- _SHORT EXERCISE_: Rewrite the data from the line with "Please point out the snow field" to the line with "Please point out the clown", both included, keeping every request and scaling each coordinate in the answers by 2.6, rounded to whole numbers with halves going up. Return only those lines.

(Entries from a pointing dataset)
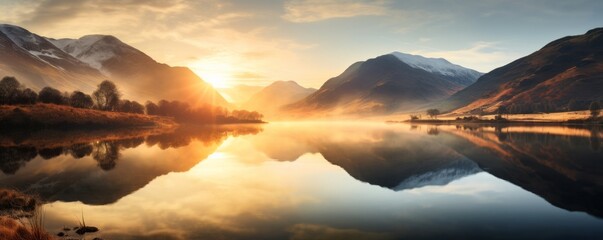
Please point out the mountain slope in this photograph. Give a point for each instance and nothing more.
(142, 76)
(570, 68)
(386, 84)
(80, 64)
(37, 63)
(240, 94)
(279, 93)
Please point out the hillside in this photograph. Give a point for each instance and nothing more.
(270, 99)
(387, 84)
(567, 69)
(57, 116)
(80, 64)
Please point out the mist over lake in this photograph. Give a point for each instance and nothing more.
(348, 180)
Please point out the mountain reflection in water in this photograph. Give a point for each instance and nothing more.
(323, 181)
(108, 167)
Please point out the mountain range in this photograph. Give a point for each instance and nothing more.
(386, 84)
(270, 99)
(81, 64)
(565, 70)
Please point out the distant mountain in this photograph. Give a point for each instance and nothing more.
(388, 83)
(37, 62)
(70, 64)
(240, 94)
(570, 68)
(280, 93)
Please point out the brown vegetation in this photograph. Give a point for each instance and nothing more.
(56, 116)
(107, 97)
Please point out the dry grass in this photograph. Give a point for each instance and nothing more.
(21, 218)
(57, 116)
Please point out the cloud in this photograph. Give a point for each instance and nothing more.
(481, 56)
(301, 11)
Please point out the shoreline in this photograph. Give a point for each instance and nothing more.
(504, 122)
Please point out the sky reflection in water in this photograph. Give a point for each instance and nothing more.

--

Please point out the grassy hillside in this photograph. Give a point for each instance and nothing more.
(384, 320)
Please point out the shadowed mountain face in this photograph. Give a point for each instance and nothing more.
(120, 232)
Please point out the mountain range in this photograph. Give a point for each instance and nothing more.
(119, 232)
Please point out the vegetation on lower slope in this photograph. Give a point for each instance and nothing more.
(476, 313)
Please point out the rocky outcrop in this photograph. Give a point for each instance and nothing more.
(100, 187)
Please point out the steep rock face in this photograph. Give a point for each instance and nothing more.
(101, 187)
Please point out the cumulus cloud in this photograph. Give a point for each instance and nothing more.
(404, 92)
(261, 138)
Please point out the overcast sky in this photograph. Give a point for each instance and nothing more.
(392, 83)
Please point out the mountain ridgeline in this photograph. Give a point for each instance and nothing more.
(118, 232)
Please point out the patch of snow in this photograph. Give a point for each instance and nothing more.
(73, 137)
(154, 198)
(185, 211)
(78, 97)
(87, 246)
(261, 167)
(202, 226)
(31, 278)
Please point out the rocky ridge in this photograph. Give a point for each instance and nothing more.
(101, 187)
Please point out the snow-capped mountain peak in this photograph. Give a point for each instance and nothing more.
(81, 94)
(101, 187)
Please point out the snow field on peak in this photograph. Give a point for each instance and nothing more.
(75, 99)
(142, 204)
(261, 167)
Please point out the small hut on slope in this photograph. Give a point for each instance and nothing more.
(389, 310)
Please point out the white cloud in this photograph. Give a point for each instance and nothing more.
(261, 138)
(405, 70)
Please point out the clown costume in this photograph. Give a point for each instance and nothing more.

- _RESULT OF THE EXERCISE_:
Please point out the snow field on peak in this photograph. Give a point for each instance and nothing more.
(195, 257)
(369, 530)
(679, 434)
Please point out the small hut on slope in this photograph. Give a point for each instance and nothing more.
(1011, 806)
Please point out the white cloud in this photograph. Give a point for each instance and nothing more.
(679, 359)
(1053, 182)
Please point out the clown costume in this photograph. Give a point for each instance and nothing more.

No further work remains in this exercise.